Tarea escrita 1: Reescriba las líneas de los registros desde la que contiene "Test yourself! Look at the image and find the white" hasta la que contiene "[22,210,605,375]", ambas incluidas, sustituyendo "Look at the image" por "Examine the image" y sin alterar nada más.

Fragmento de texto:
╔══

Nada de lo cual interesaba a Lucas. Racional y científico, como se esperaría de un ingeniero como él, lo que en verdad le fascinaba del libro era su valor estético, con todas esas estampas de reyes, estrellas, diosas y peces caídos del cielo, parte del rico imaginario simbólico del inconsciente hermético. Gustos y sentimientos bastante contrarios a los de su pareja de ese entonces; una mujer temerosa de los celos del Señor que le advirtió que de ninguna manera «las suertes» entrarían en el piso al que acababan de mudarse juntos, pues de otra manera les caerían encima problemas serios. Ella tendría sus razones para imponer su voluntad de esa forma, y Lucas, que no quería echar a perder una relación estable, le prometió que no compraría el libro. O al menos no lo hizo en ese momento. Dos o tres días más tarde, se escabulló de vuelta a la librería y se lo llevó a casa por apenas ocho euros.
Lo ocultó entre el resto de los libros en su estantería, donde pasó desapercibido poco más de un año, ya que no hay mejor lugar para esconder los secretos y las vergüenzas que a la vista de todos. Lo hojeaba de tanto en tanto, cuando se quedaba solo en casa o su pareja se marchaba a dormir, y así habría continuado disfrutando de la estética de «las suertes» por mucho tiempo más, de no ser por una de esas desgracias que solo ocurren en la vida real, ya que de ponerse por escrito en una novela serían vistas como malos recursos literarios. Pasó, según me dijo, por culpa de su suegro.

╚══

Tarea escrita 2:
Responda según el fragmento:
(a) ¿Cuánto pagó Lucas por el libro?
(b) ¿Durante cuánto tiempo pasó desapercibido el libro en la estantería?
(c) ¿A quién culpa de lo ocurrido, según se dice al final?

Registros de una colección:
╔══

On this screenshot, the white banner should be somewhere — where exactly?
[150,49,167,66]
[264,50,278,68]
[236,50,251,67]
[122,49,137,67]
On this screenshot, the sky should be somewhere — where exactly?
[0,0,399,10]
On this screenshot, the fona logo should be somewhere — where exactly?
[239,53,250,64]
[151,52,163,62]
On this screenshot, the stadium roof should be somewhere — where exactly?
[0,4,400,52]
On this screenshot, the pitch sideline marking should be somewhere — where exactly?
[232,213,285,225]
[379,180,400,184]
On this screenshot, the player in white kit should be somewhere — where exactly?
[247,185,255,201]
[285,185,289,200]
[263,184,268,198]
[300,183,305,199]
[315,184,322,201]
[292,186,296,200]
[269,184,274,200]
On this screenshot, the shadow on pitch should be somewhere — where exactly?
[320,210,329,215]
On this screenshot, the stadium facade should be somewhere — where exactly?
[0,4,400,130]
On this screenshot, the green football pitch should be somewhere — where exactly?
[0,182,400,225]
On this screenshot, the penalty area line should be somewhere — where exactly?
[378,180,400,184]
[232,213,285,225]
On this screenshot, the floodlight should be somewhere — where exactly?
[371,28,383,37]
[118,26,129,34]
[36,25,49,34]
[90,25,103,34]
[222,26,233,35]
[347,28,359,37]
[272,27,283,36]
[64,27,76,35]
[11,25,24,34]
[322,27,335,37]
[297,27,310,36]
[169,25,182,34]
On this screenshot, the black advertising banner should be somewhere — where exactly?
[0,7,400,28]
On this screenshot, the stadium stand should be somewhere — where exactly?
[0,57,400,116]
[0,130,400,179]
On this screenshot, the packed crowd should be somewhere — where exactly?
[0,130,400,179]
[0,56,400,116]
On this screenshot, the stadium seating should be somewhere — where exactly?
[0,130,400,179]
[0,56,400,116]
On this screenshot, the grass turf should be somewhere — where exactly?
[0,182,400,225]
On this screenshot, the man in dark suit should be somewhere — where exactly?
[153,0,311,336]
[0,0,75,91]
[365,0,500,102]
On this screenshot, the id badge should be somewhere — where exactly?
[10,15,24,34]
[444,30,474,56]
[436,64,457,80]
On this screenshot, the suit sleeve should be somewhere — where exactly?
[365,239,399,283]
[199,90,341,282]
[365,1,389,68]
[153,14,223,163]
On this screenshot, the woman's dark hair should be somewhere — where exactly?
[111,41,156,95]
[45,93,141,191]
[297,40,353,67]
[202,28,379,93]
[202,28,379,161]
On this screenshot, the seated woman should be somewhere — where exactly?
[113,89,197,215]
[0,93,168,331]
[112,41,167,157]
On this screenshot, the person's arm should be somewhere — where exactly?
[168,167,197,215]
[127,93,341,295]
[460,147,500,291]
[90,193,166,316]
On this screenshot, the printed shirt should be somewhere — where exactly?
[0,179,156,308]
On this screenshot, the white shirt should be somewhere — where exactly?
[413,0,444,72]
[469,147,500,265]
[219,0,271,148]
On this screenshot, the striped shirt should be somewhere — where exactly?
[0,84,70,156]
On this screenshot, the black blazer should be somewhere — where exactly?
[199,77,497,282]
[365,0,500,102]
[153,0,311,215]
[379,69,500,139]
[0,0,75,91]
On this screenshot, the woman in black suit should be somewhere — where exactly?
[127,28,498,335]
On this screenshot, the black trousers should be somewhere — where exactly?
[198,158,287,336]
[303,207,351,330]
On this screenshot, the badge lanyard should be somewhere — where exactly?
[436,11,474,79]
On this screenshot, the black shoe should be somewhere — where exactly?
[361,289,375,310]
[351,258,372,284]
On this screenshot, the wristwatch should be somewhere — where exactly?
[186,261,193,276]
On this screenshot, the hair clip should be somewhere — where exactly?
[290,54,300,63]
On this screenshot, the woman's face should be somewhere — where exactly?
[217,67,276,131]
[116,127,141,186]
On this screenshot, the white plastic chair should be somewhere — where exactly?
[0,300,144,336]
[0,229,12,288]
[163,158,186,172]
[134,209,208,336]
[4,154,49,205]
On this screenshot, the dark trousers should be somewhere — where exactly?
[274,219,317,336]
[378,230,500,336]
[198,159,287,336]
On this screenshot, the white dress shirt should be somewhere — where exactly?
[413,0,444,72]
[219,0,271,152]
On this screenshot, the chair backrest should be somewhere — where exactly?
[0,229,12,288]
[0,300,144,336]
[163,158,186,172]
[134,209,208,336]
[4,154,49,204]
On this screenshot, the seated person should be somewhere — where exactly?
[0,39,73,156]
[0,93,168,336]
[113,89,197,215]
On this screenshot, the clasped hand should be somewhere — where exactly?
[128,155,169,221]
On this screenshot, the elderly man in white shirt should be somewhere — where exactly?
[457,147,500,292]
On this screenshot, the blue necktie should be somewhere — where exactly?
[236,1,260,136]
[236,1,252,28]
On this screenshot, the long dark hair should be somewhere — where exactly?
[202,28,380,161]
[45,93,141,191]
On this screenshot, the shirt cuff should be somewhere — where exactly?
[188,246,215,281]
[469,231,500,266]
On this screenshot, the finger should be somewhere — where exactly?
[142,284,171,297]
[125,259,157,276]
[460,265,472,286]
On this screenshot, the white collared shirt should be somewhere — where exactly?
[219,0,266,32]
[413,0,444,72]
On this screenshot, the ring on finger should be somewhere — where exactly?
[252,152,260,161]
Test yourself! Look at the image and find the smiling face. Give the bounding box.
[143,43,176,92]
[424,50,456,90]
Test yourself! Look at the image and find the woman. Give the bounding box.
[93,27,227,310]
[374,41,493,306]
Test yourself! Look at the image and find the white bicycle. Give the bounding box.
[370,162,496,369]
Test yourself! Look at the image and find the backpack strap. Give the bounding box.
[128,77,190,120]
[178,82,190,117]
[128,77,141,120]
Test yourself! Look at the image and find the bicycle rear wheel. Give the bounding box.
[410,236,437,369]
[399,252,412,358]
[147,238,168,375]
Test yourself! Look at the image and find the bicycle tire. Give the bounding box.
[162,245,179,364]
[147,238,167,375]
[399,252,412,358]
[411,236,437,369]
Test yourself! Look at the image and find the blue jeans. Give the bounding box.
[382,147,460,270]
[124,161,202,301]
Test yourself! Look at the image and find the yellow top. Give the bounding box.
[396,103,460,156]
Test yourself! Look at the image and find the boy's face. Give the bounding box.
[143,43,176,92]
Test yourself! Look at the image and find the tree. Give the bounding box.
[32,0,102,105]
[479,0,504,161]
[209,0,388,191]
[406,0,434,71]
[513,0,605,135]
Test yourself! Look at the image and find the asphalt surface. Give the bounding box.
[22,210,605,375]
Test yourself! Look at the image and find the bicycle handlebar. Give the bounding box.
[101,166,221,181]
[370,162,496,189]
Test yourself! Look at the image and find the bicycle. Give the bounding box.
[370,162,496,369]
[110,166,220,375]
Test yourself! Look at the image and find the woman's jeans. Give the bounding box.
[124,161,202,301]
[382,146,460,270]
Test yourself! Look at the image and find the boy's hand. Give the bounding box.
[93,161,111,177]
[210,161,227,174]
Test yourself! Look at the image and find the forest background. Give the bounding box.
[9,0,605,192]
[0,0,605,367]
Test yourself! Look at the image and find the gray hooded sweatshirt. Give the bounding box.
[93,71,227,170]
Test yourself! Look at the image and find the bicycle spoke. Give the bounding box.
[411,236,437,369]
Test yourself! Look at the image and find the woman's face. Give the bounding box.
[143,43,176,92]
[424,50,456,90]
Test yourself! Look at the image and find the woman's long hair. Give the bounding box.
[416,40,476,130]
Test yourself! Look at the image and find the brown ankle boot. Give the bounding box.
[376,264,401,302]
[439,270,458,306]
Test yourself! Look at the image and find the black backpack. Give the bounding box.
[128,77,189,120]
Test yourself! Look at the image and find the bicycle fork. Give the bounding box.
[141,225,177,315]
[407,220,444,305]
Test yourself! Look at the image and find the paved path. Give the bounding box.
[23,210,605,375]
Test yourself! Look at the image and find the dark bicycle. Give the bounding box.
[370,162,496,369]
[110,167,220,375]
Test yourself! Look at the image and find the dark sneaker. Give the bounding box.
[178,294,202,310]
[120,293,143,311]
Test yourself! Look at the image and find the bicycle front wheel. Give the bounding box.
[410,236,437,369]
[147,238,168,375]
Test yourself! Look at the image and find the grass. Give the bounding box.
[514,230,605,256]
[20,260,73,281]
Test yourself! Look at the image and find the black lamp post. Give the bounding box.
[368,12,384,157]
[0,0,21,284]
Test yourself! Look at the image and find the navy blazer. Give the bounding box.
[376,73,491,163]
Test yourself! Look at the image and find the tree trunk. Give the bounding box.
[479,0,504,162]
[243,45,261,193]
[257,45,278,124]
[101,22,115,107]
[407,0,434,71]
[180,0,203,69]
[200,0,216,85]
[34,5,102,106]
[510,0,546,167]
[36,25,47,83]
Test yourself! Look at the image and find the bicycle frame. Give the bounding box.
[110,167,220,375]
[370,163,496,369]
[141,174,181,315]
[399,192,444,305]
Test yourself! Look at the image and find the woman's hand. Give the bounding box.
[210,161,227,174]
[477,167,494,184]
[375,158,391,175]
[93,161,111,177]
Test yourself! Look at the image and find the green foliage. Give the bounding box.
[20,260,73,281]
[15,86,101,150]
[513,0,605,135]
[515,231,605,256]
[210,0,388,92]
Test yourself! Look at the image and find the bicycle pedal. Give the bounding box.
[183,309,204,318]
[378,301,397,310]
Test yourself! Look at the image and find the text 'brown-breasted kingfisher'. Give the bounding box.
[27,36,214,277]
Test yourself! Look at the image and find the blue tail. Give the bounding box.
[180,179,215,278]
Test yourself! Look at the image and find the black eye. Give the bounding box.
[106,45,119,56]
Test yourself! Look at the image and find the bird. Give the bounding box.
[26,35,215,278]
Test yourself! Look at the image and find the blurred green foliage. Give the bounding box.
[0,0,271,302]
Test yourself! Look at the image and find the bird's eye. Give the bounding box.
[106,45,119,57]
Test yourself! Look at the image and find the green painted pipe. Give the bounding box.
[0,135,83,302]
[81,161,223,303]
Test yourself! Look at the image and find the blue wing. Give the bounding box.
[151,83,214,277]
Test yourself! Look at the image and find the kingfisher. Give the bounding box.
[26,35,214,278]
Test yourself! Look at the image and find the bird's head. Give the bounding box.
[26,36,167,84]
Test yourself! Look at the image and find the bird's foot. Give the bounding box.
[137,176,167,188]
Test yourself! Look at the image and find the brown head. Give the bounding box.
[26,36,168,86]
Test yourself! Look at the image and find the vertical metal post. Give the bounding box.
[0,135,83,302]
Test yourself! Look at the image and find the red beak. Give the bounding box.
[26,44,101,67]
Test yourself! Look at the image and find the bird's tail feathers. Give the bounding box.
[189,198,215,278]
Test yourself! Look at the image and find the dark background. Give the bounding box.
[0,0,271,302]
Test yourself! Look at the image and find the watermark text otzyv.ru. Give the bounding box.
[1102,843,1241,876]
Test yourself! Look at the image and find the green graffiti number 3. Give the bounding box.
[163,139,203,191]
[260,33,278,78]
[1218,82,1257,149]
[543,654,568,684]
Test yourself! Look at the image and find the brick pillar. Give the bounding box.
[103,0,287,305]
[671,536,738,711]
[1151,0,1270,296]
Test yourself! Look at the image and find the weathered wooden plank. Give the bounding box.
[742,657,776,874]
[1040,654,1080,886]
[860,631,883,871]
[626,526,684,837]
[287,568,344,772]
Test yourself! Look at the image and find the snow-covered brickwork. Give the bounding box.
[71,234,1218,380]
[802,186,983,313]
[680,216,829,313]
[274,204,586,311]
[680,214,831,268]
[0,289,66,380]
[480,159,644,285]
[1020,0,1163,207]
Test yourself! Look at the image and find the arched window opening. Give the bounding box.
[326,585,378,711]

╚══

Respuesta completa 1:
Test yourself! Examine the image and find the white bicycle. Give the bounding box.
[370,162,496,369]
Test yourself! Examine the image and find the backpack strap. Give the bounding box.
[128,77,190,120]
[178,82,190,117]
[128,77,141,120]
Test yourself! Examine the image and find the bicycle rear wheel. Give the bounding box.
[410,236,437,369]
[399,252,412,358]
[147,238,168,375]
Test yourself! Examine the image and find the bicycle tire. Give the bounding box.
[162,245,179,364]
[147,238,167,375]
[399,252,412,358]
[411,236,437,369]
Test yourself! Examine the image and find the blue jeans. Give the bounding box.
[382,147,460,270]
[124,161,202,301]
Test yourself! Examine the image and find the yellow top. Give the bounding box.
[396,103,460,156]
Test yourself! Examine the image and find the boy's face. Give the bounding box.
[143,43,176,92]
Test yourself! Examine the image and find the tree. Give the bounding box.
[32,0,102,105]
[479,0,504,161]
[209,0,388,191]
[406,0,434,71]
[513,0,605,135]
Test yourself! Examine the image and find the asphalt surface. Give the bounding box.
[22,210,605,375]

Respuesta completa 2:
(a) Apenas ocho euros.
(b) Poco más de un año.
(c) A su suegro.